*Exercise brief*:
In the article, during which years did Graeme Johnstone serve as Victoria's State Coroner?

*Passage*:
———
Monday, 10 July 2017

Turning preventable deaths into saved lives

Dr Lyndal Bugeja

The word ‘coronial’ is often associated with death. But as the Department of Forensic Medicine’s (DFM) Dr Lyndal Bugeja proves, the coronial system often has a bigger role in sustaining life.

Lyndal first worked at DFM after graduating from criminology. She did an internship with the National Coronial Information System (NCIS, and no, there is no connection with the TV show). This fantastic opportunity introduced Lyndal to one of the most inspiring people in her career.

Graeme Johnstone was Victoria’s State Coroner from 1994 to 2007. He could see that Coroners were in a unique position to prevent injuries because of the extraordinary insights their investigations revealed. He worked tirelessly to ensure these learnings weren’t wasted. When you hear a reversing truck beeping, that’s thanks to Graeme. He also pursued legislative changes around private swimming pool fences. Those two things alone have saved countless lives.
———
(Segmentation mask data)

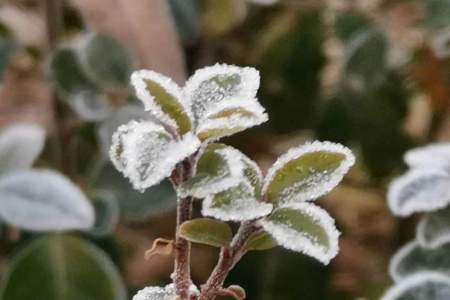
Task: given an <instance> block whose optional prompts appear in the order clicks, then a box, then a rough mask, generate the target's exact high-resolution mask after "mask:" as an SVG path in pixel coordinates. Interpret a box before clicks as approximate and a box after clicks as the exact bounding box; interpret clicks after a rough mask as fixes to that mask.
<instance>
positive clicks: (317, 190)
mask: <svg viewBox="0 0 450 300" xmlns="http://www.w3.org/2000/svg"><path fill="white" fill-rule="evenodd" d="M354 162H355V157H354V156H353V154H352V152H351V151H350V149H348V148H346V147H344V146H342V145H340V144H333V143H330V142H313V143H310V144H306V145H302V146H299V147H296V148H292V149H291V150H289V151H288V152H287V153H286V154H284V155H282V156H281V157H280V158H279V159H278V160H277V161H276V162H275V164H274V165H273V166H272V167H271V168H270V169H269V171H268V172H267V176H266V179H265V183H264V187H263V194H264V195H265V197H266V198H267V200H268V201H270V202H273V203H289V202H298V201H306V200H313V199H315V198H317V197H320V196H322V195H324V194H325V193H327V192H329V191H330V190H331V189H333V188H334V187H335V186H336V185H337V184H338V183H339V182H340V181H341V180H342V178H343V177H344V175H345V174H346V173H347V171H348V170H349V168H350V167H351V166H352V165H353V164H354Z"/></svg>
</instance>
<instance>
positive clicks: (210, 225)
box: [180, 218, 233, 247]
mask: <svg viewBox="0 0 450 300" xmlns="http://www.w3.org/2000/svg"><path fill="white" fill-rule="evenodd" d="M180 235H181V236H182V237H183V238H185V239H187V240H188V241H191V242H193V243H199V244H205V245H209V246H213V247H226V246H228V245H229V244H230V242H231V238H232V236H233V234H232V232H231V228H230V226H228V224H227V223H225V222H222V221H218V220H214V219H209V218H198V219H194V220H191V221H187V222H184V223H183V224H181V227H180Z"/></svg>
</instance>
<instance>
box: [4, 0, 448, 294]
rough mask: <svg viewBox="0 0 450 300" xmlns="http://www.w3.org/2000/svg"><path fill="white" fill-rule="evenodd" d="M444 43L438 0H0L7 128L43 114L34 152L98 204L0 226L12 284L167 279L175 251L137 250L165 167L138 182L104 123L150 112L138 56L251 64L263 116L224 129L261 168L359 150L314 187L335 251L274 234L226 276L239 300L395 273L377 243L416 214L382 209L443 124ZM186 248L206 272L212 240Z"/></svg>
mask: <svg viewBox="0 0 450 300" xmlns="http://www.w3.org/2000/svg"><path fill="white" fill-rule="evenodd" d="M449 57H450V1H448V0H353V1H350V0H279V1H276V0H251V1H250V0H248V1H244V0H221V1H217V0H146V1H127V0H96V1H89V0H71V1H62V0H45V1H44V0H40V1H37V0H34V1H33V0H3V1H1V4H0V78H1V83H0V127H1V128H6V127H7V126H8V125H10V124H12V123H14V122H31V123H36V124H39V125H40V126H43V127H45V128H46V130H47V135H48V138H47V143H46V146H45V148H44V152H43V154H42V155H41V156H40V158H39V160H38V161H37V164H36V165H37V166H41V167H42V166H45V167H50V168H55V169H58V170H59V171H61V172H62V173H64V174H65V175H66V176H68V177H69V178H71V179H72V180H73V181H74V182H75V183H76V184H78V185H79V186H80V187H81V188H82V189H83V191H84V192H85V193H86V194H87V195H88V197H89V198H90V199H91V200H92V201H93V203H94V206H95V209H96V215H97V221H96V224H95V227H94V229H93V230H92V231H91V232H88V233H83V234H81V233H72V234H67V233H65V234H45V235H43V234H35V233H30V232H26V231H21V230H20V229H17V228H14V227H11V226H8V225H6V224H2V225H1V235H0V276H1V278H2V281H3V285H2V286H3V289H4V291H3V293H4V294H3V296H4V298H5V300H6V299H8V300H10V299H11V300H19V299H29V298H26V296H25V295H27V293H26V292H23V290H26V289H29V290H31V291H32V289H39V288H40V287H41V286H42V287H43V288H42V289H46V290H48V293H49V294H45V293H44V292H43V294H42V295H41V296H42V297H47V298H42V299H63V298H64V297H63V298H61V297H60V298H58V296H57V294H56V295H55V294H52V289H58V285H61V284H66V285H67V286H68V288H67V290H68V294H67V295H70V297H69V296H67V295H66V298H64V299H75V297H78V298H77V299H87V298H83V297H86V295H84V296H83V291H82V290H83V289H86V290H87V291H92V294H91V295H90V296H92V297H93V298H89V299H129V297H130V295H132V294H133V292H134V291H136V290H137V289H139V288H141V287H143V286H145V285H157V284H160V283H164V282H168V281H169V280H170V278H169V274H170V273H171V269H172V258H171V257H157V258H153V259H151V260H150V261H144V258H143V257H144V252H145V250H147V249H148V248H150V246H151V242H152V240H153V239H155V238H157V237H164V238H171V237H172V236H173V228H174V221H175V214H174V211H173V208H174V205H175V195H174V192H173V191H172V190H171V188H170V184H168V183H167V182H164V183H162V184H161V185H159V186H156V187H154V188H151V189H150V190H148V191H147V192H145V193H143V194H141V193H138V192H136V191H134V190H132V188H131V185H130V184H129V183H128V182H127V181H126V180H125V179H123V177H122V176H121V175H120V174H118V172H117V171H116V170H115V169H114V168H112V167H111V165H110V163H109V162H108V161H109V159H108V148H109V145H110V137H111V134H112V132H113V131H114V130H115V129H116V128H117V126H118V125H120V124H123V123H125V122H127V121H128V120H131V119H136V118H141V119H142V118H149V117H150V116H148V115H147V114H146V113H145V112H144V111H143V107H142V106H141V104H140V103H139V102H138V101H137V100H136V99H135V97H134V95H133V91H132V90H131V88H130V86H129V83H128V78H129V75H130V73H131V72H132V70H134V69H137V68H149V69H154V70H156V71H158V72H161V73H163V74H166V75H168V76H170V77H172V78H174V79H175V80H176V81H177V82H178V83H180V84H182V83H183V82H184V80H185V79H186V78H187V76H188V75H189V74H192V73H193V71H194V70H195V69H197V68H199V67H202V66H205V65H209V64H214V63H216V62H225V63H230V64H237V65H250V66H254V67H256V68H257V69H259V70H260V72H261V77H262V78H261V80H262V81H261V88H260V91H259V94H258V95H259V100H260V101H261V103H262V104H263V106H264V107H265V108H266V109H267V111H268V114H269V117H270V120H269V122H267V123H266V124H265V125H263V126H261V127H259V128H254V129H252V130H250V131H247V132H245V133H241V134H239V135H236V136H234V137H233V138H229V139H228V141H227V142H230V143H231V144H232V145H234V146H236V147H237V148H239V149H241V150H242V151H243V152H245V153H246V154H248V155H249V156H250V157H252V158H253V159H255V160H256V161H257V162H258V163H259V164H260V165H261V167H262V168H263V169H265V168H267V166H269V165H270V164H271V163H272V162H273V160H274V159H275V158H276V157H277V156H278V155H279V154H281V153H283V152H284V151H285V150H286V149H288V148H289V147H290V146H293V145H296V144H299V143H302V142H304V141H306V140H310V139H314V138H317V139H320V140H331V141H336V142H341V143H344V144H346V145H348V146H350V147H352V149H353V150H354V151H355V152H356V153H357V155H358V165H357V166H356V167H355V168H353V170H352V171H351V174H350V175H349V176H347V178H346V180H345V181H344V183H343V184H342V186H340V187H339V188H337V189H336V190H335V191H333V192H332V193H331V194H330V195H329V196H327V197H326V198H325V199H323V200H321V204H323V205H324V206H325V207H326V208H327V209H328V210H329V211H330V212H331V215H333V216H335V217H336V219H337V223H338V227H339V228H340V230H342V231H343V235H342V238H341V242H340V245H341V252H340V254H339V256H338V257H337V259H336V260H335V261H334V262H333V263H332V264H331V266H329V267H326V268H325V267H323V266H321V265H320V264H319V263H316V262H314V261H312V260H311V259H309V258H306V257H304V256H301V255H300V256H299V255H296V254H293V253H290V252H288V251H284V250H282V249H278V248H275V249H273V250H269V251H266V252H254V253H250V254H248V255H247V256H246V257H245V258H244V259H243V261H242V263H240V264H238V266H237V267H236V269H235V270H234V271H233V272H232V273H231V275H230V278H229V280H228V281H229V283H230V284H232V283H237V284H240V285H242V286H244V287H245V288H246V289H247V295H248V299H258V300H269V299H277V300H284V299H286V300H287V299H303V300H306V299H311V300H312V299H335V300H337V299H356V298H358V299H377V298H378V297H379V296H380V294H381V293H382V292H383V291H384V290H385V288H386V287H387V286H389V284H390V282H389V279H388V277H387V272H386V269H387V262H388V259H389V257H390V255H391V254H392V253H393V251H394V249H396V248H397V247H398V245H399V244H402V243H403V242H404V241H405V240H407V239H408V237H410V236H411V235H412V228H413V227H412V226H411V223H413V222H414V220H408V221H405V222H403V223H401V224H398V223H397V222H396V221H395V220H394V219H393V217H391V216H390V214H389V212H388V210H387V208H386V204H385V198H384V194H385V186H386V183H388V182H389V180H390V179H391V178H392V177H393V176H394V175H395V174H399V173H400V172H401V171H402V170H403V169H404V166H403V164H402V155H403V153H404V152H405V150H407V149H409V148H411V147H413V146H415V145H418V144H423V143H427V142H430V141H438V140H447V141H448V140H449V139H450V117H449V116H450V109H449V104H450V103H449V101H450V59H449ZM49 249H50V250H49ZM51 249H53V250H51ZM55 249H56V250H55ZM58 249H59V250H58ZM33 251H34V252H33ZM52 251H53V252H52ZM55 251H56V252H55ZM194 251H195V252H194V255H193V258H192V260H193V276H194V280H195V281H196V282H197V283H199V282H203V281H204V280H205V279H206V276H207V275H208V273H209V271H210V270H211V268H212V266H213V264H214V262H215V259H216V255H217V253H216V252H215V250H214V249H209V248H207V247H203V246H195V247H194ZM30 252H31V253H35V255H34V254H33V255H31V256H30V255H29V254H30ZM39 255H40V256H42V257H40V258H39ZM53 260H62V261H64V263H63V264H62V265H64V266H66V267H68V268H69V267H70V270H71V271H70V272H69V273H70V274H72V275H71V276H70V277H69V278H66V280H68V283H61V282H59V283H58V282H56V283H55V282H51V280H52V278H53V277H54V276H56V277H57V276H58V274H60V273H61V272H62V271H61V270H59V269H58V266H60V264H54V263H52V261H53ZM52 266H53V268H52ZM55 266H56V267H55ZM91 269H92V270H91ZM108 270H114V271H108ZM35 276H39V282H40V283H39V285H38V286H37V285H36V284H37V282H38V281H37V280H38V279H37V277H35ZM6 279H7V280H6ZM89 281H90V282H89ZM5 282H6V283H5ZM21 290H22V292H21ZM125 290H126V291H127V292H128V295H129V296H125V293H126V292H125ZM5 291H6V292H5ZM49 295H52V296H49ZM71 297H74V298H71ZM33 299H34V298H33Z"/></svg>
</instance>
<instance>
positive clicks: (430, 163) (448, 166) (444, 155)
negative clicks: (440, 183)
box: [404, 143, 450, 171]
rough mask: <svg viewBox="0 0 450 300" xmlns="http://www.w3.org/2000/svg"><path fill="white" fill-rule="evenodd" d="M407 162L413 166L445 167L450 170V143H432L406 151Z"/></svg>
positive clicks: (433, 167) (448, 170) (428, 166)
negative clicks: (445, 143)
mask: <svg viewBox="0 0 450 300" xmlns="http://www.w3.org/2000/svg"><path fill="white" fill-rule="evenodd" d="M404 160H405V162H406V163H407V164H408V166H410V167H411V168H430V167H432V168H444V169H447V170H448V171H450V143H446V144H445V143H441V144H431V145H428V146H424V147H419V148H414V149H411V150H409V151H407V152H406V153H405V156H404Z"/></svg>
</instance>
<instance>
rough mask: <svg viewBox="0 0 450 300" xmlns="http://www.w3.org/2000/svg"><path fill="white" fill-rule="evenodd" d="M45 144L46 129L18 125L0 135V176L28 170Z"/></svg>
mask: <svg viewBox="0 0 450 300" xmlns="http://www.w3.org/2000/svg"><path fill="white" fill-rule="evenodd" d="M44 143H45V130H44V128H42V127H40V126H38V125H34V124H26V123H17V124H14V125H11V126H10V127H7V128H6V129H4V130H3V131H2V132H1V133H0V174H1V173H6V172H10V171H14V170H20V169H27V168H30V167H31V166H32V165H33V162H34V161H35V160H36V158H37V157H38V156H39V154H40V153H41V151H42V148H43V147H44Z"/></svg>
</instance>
———
*Answer box*:
From 1994 to 2007.